▶ Instructions for the task
In the material below, repeat only the lines from the one that holds "Target: kiddie ride" through the final line, exactly as they stand.

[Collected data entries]
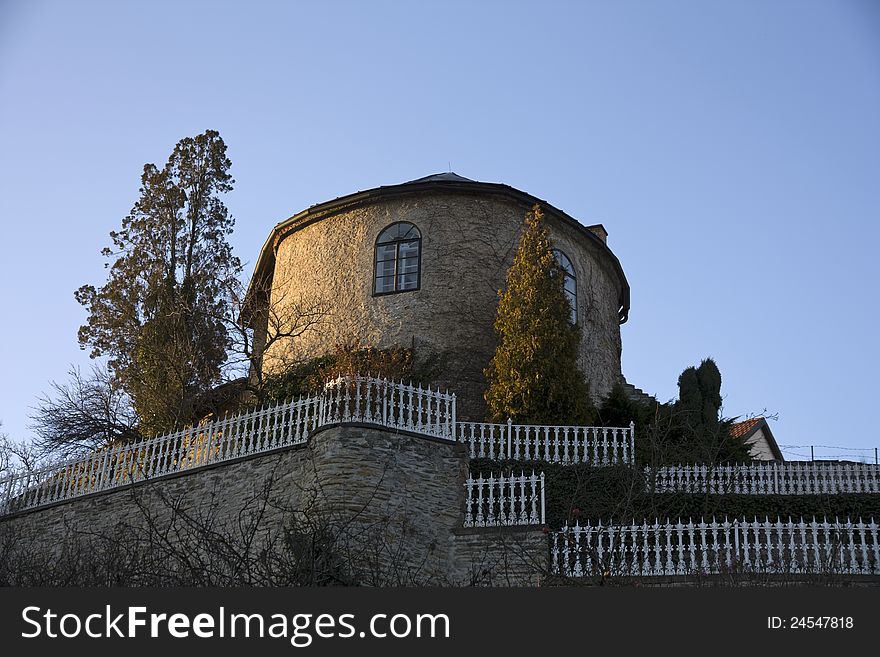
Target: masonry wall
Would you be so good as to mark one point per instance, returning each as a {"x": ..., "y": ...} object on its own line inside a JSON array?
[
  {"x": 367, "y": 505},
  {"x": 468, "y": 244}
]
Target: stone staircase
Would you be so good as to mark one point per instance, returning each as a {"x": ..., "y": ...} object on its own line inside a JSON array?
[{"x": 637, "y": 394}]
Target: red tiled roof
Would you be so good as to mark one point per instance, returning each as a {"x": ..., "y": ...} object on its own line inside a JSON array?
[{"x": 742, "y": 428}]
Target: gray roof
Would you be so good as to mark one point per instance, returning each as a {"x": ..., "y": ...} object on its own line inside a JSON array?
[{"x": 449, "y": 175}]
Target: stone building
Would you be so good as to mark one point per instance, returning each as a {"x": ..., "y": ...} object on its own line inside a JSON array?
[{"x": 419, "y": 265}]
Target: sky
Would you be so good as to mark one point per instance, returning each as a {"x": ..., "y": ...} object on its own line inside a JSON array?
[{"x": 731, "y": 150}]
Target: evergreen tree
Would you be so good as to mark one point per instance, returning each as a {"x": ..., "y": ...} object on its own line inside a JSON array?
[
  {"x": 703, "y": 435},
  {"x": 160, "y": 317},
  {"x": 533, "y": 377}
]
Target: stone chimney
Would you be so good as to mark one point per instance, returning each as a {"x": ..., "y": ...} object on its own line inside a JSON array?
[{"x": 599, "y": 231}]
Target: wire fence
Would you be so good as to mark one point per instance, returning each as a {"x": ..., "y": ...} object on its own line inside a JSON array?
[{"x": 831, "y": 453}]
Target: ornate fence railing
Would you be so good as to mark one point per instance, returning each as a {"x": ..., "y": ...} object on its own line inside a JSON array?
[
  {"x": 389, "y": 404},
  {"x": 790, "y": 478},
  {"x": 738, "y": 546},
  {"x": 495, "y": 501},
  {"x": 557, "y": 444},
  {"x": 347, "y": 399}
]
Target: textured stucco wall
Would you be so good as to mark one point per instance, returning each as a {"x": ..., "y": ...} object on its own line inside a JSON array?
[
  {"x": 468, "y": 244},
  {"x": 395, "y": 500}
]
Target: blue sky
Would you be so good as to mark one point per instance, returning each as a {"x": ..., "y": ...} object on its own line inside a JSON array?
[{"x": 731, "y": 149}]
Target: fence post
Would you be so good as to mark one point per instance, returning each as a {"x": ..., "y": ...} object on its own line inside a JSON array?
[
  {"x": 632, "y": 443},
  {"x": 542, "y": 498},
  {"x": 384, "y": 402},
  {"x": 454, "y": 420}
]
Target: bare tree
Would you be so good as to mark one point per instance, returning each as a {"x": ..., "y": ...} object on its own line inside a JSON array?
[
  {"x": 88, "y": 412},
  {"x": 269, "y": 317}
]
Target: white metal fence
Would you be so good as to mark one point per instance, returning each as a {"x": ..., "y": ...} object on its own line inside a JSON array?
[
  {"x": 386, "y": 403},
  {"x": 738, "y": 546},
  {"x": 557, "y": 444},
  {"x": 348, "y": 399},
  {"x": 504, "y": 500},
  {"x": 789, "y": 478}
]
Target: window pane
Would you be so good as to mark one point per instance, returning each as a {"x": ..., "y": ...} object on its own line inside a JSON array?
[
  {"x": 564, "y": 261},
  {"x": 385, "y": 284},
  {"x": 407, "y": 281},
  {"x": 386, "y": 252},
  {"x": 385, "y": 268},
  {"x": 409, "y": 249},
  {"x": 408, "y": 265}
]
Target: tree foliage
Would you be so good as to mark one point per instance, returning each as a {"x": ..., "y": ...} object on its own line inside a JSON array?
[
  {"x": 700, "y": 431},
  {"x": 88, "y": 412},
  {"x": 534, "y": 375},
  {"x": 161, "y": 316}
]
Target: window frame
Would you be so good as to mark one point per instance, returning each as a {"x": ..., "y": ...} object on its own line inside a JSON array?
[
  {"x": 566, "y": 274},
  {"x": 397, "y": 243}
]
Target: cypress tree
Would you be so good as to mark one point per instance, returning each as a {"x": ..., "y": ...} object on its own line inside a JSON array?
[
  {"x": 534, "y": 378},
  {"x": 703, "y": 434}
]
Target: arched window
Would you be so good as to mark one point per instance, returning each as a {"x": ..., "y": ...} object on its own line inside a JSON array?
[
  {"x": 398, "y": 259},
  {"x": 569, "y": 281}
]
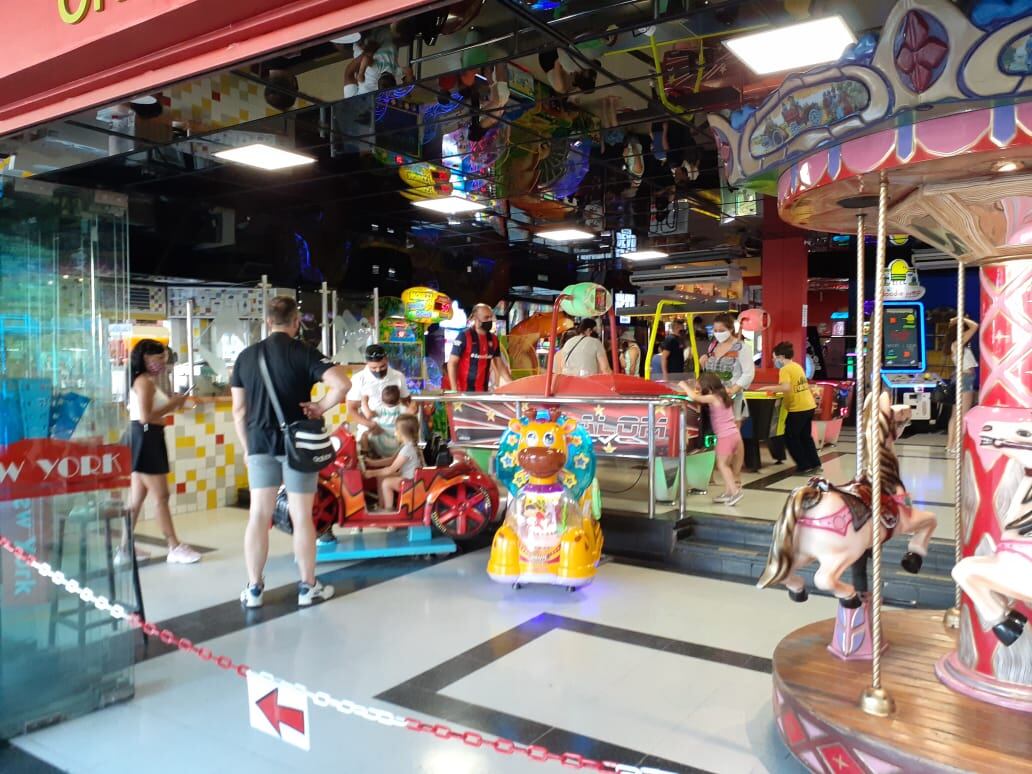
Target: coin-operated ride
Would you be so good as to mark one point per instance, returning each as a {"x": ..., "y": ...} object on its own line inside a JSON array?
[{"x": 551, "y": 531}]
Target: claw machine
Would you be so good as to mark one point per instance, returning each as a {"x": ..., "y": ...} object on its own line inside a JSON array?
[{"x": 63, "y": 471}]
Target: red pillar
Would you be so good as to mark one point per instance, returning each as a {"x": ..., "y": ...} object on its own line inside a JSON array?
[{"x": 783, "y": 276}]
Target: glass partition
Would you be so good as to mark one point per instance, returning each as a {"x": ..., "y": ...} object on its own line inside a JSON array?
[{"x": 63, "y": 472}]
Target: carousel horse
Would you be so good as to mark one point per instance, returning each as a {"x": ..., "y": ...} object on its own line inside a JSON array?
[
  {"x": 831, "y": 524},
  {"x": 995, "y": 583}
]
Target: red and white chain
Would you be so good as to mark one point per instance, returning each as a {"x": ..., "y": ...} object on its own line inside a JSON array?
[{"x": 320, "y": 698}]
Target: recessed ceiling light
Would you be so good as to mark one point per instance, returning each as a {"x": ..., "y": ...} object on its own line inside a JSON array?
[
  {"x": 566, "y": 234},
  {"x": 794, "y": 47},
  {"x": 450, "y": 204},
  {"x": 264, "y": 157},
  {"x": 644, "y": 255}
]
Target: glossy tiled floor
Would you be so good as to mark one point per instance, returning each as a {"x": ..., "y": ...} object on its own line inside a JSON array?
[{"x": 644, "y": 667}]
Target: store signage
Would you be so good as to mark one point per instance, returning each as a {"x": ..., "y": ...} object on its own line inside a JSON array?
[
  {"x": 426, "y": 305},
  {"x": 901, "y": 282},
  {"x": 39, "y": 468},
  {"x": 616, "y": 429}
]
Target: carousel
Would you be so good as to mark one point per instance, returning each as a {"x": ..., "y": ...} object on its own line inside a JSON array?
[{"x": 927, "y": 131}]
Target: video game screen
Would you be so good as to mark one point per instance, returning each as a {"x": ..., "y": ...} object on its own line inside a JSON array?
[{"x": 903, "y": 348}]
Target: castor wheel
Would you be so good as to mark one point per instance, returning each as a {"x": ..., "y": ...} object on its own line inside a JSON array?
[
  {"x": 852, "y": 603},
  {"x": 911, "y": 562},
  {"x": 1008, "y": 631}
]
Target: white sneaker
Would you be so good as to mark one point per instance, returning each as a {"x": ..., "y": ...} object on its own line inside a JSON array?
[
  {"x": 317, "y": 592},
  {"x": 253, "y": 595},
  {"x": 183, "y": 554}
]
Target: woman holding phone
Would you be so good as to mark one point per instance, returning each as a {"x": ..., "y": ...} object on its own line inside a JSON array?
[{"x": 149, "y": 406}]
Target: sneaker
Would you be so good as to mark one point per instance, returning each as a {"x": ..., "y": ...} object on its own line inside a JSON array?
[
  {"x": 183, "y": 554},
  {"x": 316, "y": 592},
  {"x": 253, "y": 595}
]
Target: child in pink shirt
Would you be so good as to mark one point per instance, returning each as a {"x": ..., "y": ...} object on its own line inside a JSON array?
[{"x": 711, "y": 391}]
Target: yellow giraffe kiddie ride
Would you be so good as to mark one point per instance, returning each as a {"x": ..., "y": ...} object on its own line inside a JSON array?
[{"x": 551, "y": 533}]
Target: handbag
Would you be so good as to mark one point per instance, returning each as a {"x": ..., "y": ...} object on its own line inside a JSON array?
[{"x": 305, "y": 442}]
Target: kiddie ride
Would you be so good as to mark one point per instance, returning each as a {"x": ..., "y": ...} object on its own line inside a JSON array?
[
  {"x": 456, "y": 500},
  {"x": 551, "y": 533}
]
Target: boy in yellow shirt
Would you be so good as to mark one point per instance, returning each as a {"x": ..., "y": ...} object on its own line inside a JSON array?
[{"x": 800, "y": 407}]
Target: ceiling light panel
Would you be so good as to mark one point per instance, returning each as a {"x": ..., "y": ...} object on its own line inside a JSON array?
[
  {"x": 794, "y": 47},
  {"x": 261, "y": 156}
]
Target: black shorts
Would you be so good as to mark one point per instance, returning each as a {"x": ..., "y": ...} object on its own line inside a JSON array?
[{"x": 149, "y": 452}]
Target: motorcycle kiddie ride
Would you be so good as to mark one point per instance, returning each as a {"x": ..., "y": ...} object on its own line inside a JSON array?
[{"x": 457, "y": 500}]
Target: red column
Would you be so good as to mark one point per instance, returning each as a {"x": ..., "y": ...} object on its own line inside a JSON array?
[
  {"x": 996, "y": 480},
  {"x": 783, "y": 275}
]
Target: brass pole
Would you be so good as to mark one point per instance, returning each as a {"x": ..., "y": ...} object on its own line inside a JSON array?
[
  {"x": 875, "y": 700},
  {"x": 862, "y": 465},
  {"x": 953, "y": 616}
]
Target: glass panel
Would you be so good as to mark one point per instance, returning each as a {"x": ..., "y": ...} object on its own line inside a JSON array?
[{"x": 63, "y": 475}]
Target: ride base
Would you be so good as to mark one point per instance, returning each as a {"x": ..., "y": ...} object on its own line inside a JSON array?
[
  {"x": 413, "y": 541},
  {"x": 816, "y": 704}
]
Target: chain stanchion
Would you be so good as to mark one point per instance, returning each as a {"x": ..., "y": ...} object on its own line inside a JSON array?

▶ Task result
Target: kiddie ride
Would you be so good as to mark one point per instance, returning each as a {"x": ..., "y": ...} object on its own line inside a JSON array?
[
  {"x": 456, "y": 500},
  {"x": 551, "y": 533}
]
Target: boy in yellow shirt
Would you be so good as to mark one point per instance, returning each as a {"x": ..., "y": ...} object on its own line inside a JSON array?
[{"x": 800, "y": 407}]
Target: ceiling light panel
Would you be so good as to mark one point per instance, returning each as a {"x": ..., "y": ...} object on its own line inside a JSON array?
[
  {"x": 794, "y": 47},
  {"x": 261, "y": 156}
]
Target: black shorts
Would you be so good as to mark one point per instance, returning each as a {"x": ..., "y": ...} object on its own line inside a JSON array?
[{"x": 149, "y": 452}]
Target: motorcycle kiddie ride
Would you be so good as to mark one point per instance, returning each as a {"x": ..., "y": ...} object on its own line inside a JSON array?
[{"x": 457, "y": 500}]
Target: red column
Would you be so good as to mark one point per instance, returning each as a {"x": ..., "y": ...} object on its own line inside a JSON array?
[
  {"x": 996, "y": 480},
  {"x": 783, "y": 275}
]
Target: brass pole
Would you be so good as to mark one point per instance, returning each as a {"x": ..., "y": ...} object on its own line inside a JSON array?
[
  {"x": 875, "y": 700},
  {"x": 862, "y": 465},
  {"x": 953, "y": 616}
]
Target: glass panel
Would you be so good as to mark one point per instance, returning each as a {"x": ..., "y": ...} object on its own line inside a JSON array?
[{"x": 63, "y": 475}]
Target: ride base
Would you be so good as to mark one point per instance, returning each as a {"x": ..., "y": ...} object on its own line inside a JSON array?
[
  {"x": 413, "y": 541},
  {"x": 816, "y": 704}
]
Target: chain stanchion
Would you be so good as to mark one point per instance, returning each as a {"x": ..., "y": ...} object on its own line inside a JSON array?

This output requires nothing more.